━━━━━ Trecho do texto

Maurício Tolmasquim - A ANP teve sucesso principalmente na
área upstream (segmentos da exploração e produção)
e na licitação de blocos de energia, porém, na área
de distribuição, ela não conseguiu evitar problemas
de fraude, tanto fiscal como de mistura de água ou outros produtos
na gasolina. Ela também não foi capaz de evitar que houvesse
cartel de revendedores e distribuidores na área de distribuição
e revenda de gás liquefeito de petróleo, o GLP, ou gás
de cozinha. E isso tem sido bastante danoso para o consumidor.
Por outro
lado, por falha do Ministério das Minas e Energia e do Conselho
Nacional de Política Energética, o CNPE, em formularem políticas
para o setor, a ANP tem extrapolado suas funções e tem,
em certos momentos, ela mesma formulado políticas. Um exemplo disso,
bastante atual e que está gerando grande polêmica entre o
governo de transição e a ANP, diz respeito à licitação
dos blocos atuais, porque caberia ao CNPE formular uma política
de licitação e à ANP caberia executar essa política.

━━━━━━━━━━
━━━━━ Registros armazenados

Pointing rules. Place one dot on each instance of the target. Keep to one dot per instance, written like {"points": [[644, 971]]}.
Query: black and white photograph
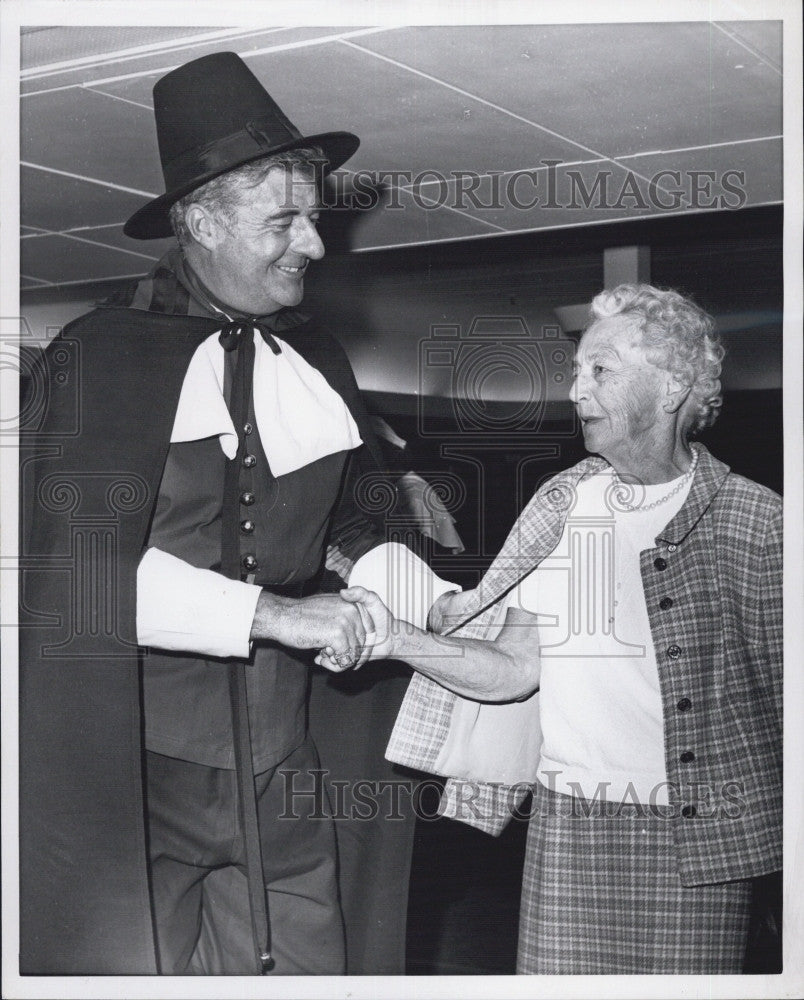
{"points": [[402, 521]]}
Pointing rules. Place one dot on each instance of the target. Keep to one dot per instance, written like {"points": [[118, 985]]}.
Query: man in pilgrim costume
{"points": [[172, 549]]}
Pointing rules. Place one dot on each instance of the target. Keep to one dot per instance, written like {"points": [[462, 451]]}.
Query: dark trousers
{"points": [[196, 855]]}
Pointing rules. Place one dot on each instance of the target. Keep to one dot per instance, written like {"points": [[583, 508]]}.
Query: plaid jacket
{"points": [[718, 644]]}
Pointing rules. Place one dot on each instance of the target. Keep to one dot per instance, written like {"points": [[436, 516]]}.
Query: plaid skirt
{"points": [[601, 894]]}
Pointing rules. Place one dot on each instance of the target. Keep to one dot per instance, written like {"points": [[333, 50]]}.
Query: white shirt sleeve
{"points": [[406, 585], [185, 609]]}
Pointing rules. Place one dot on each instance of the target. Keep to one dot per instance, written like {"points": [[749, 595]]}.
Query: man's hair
{"points": [[220, 196], [678, 336]]}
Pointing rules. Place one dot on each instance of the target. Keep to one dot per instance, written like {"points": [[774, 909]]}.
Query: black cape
{"points": [[96, 429]]}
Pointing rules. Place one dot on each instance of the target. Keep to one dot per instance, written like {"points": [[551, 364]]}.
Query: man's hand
{"points": [[447, 610], [323, 621], [380, 629]]}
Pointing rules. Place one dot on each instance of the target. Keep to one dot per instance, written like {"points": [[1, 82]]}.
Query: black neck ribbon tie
{"points": [[238, 335]]}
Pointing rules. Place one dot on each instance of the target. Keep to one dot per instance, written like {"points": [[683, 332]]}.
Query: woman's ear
{"points": [[675, 394]]}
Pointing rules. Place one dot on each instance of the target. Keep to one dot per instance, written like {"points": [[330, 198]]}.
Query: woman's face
{"points": [[618, 393]]}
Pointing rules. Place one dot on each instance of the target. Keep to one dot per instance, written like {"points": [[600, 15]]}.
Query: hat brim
{"points": [[152, 221]]}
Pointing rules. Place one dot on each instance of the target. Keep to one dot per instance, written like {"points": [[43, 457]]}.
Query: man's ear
{"points": [[202, 226], [676, 394]]}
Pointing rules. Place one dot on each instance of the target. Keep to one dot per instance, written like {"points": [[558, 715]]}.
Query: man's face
{"points": [[260, 255], [617, 392]]}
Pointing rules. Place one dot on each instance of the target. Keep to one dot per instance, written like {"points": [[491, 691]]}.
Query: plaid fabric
{"points": [[719, 653], [601, 894]]}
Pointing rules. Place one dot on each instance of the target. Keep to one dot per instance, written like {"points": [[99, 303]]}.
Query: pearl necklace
{"points": [[621, 488]]}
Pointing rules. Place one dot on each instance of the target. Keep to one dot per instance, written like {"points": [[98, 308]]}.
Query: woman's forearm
{"points": [[503, 670]]}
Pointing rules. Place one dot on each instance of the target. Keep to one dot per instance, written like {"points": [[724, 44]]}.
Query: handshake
{"points": [[346, 629]]}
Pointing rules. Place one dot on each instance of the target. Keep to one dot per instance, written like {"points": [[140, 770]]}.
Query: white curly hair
{"points": [[678, 336]]}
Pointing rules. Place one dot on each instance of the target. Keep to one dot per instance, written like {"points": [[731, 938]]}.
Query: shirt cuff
{"points": [[186, 609], [404, 582]]}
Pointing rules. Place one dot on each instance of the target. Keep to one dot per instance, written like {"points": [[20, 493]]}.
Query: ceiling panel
{"points": [[624, 101], [613, 88], [148, 61], [50, 201], [89, 122], [60, 258]]}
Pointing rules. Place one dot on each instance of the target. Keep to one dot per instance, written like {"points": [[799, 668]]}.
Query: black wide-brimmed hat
{"points": [[213, 115]]}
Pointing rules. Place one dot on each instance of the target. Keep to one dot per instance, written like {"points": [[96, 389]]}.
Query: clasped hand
{"points": [[375, 642]]}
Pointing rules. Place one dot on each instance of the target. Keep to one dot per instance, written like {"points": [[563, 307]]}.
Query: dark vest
{"points": [[283, 529]]}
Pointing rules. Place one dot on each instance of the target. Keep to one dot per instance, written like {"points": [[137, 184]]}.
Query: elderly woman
{"points": [[655, 575]]}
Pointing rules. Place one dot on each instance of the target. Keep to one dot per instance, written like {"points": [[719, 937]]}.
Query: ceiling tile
{"points": [[607, 87], [52, 202], [146, 67], [746, 173], [404, 122], [98, 137], [57, 259]]}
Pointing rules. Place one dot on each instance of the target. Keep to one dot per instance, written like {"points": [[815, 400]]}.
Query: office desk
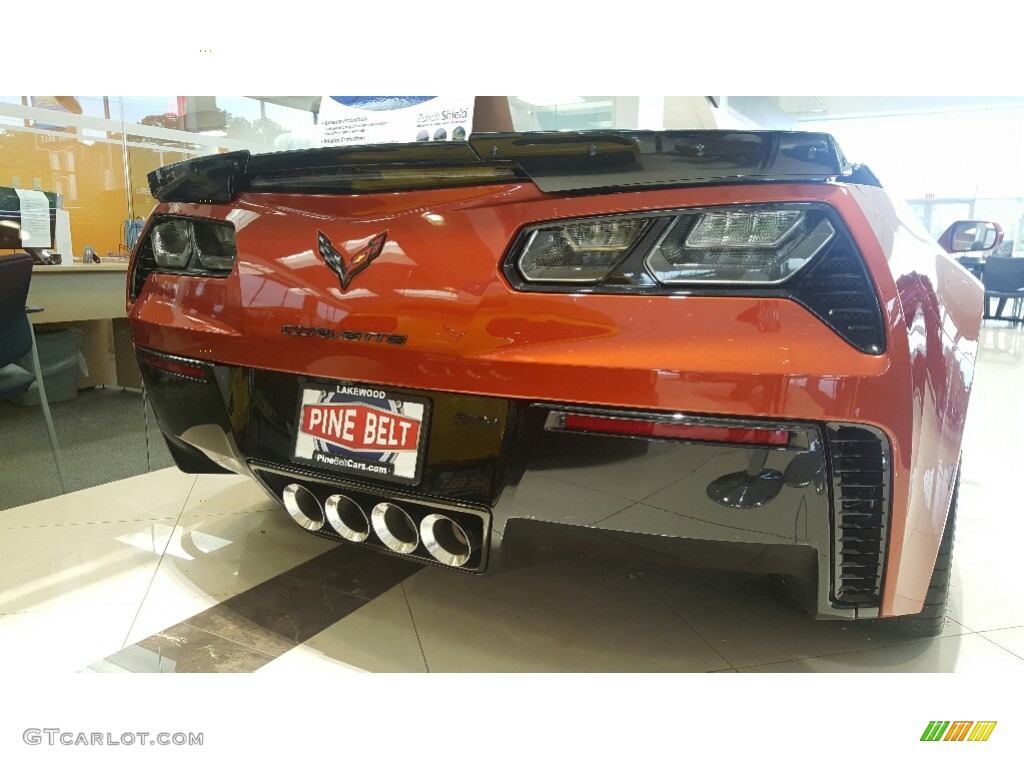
{"points": [[90, 297]]}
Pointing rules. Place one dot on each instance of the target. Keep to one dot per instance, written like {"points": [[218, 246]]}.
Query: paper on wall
{"points": [[35, 218], [61, 238], [373, 120]]}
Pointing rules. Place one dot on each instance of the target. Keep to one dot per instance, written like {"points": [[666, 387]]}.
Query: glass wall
{"points": [[94, 152]]}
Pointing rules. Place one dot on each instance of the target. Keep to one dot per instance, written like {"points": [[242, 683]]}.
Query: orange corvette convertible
{"points": [[732, 340]]}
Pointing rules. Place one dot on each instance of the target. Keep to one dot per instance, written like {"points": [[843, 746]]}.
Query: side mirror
{"points": [[964, 237]]}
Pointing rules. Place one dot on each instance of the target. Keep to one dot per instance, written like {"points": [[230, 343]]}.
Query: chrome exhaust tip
{"points": [[394, 527], [346, 517], [303, 507], [445, 540]]}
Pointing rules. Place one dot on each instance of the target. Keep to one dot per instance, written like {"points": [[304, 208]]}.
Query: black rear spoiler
{"points": [[556, 162]]}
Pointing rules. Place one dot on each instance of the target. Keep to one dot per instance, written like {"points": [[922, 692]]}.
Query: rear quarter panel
{"points": [[935, 314]]}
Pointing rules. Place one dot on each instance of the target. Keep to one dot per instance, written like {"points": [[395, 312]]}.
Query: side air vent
{"points": [[861, 482], [838, 289]]}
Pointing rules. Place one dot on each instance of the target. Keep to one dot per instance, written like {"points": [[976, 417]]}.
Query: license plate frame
{"points": [[338, 440]]}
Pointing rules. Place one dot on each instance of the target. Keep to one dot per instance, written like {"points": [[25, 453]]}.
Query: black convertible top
{"points": [[556, 162]]}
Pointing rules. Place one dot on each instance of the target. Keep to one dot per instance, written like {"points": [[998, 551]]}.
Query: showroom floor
{"points": [[167, 571]]}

━━━━━━━━━━

• Requisito 1
De acordo com o trecho sobre a ANP, em que áreas a agência teve sucesso principalmente?
• Requisito 2
Estenda o trecho sobre a ANP, escrevendo a continuação a partir da última frase apresentada.
Os registros provêm de uma fonte diferente.

• Resposta da tarefa 1
Na área upstream (segmentos da exploração e produção) e na licitação de blocos de energia.

• Resposta da tarefa 2
Na realidade, dado o fato de que o CNPE não tem cumprido essa sua
função, a ANP tem assumido essa função que
não caberia a ela. Cabe a ela licitar, mas não determinar
que blocos serão licitados, ou determinar os critérios da
administração dos mesmos. Isso faz parte da política
e os responsáveis por formular essa política são
o CNPE e o Ministério de Minas e Energia. Eu diria que a ANP teve
uma atuação melhor que a Aneel [Agência Nacional de
Energia Elétrica, responsável por regular o setor de energia],
por exemplo, mas mesmo assim ainda não é uma atuação
ideal. Ela ainda tem que se aperfeiçoar.
ComCiência
- E qual seria o papel da agência no controle de preços?
Tolmasquim - Cabe a ela regular os preços, mas a grande questão
no que diz respeito a evitar que se formem cartéis, é saber
se essa missão é dela ou do Cade [Conselho Administrativo
de Defesa Econômica]. Devido a essa indefinição, os
cartéis continuam prevalecendo. É um problema do sistema
governamental de agências Cade/ANP. A ANP tem que evitar que esses
cartéis ocorram, ou acionando o Cade ou agindo diretamente. Mas,
para agir diretamente, ela estaria extrapolando suas funções.
Se é assim, ela deve acionar de alguma forma o Cade.
ComCiência
- A partir do fim do monopólio, o papel da execução
dos serviços geológicos ficou a cargo da ANP. Como isso
está sendo feito?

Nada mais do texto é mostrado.